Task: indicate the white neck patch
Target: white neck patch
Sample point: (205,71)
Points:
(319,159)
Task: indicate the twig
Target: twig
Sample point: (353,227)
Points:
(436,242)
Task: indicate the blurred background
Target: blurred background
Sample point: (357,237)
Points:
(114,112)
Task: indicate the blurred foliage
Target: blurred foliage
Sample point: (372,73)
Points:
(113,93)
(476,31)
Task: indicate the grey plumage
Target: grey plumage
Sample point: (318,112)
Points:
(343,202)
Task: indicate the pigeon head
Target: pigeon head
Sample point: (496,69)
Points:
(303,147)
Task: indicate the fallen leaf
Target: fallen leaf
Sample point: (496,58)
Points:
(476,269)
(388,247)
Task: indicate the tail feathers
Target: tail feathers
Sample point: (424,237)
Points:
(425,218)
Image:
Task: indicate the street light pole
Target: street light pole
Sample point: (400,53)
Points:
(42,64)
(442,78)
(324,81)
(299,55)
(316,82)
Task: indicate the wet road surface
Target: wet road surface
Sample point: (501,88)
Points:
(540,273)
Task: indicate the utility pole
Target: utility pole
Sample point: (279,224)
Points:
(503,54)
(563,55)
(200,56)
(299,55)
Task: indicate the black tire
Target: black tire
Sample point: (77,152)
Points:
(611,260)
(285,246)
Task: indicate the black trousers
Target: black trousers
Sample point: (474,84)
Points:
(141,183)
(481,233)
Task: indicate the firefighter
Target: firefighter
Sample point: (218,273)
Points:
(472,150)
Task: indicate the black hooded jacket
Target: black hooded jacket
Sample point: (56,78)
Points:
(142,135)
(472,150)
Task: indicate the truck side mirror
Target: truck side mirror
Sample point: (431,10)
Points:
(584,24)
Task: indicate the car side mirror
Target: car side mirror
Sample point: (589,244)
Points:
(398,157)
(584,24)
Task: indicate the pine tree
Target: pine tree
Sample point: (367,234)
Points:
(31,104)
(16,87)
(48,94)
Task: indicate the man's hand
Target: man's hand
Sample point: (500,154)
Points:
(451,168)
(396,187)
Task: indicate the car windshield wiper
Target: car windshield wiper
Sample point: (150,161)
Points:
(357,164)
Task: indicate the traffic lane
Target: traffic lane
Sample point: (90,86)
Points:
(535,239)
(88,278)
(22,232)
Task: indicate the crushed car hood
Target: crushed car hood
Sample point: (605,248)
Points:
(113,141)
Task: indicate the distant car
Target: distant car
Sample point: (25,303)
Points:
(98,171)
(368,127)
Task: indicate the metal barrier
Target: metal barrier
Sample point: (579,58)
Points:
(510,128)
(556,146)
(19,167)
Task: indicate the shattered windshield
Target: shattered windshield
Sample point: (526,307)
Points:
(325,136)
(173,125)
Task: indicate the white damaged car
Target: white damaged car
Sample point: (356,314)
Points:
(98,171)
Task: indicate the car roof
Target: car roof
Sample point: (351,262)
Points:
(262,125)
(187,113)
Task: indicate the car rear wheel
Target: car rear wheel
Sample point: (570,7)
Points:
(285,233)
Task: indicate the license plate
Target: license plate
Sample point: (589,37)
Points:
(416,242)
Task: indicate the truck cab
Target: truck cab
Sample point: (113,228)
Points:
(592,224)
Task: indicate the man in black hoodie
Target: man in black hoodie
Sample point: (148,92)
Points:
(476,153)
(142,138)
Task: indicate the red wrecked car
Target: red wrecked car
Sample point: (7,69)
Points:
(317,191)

_Work to be completed_
Nothing should be altered. Set down all the data again.

_Completed task_
Task: indicate the white neck patch
Target: white neck patch
Sample point: (205,71)
Points:
(319,159)
Task: indicate the twig
Target: twig
Sample point: (353,227)
Points:
(436,242)
Task: indicate the blurred background
Target: blurred background
Sample point: (357,237)
Points:
(114,112)
Task: indicate the blurred foliage
Target: blurred foliage
Sample point: (372,73)
Points:
(113,93)
(476,31)
Task: indicate the grey plumage
Target: grey plumage
Sample point: (318,112)
Points:
(343,202)
Task: indicate the pigeon head
Target: pigeon head
Sample point: (496,69)
Points:
(303,147)
Task: indicate the fallen leaf
Target: fallen leaf
Sample point: (496,58)
Points:
(476,269)
(388,247)
Task: indicate the tail feathers
Target: tail feathers
Sample point: (424,237)
Points:
(425,218)
Image:
Task: indicate the street light pole
Target: street light pole
Sample point: (400,53)
Points:
(42,64)
(442,78)
(324,81)
(299,55)
(316,82)
Task: indicate the wet road surface
Target: wet road surface
Sample point: (501,88)
Points:
(540,273)
Task: indicate the utility pole
Target: utility pole
Sample point: (279,224)
Points:
(503,54)
(563,55)
(200,56)
(299,55)
Task: indicate the black tire
Target: black tire
Sample point: (77,152)
Points:
(611,260)
(285,246)
Task: indicate the black trousers
Target: black trousers
Sample point: (474,84)
Points:
(141,183)
(481,233)
Task: indicate the firefighter
Target: firefighter
Sample point: (218,273)
Points:
(472,150)
Task: indicate the black hooded jacket
Target: black hooded jacket
Sample point: (56,78)
Points:
(142,135)
(472,150)
Task: indicate the truck side mirror
Target: truck side mirror
Sample point: (431,10)
Points:
(584,24)
Task: indicate the car side mirror
Target: car side mirror
Sample point: (589,244)
Points:
(398,157)
(584,24)
Task: indicate the pine tree
Target: pine tree
Sample point: (367,234)
Points:
(31,104)
(16,87)
(48,94)
Task: indicate the man's hand
Target: man's hand
Sample point: (500,154)
Points:
(451,168)
(396,187)
Task: indicate the car windshield wiper
Target: car windshield wiper
Sample point: (150,161)
Points:
(357,164)
Task: indicate the traffic lane
Target: traffic lane
Sample point: (90,86)
Points:
(535,239)
(88,278)
(22,232)
Task: indicate the crushed car hood
Target: crushed car hood
Sample point: (605,248)
Points:
(113,141)
Task: indicate the distant car
Target: distant car
Sample point: (25,303)
Points:
(98,171)
(368,127)
Task: indicate the metal barrier
Target: metal barrier
Sample point: (579,58)
Points:
(510,128)
(556,146)
(19,167)
Task: indicate the shattered windshield
Target: shattered windshield
Sample point: (526,307)
Points:
(325,136)
(173,125)
Task: indicate the white damaged car
Target: white damaged car
Sample point: (356,314)
Points:
(98,171)
Task: indicate the car roof
Target: car roof
Sample point: (351,262)
Points:
(262,125)
(187,113)
Task: indicate the car rear wheel
Target: car rear wheel
Sample point: (570,7)
Points:
(285,233)
Task: indicate the license plate
Target: license plate
Sample point: (589,37)
Points:
(416,242)
Task: indicate the truck cab
Target: truck cab
Sample point: (113,228)
Points:
(592,224)
Task: indicate the man in black hoodie
Target: man in black hoodie
Sample point: (148,92)
Points:
(476,153)
(142,138)
Task: indicate the red wrecked car
Target: red wrecked car
Sample point: (7,69)
Points:
(317,191)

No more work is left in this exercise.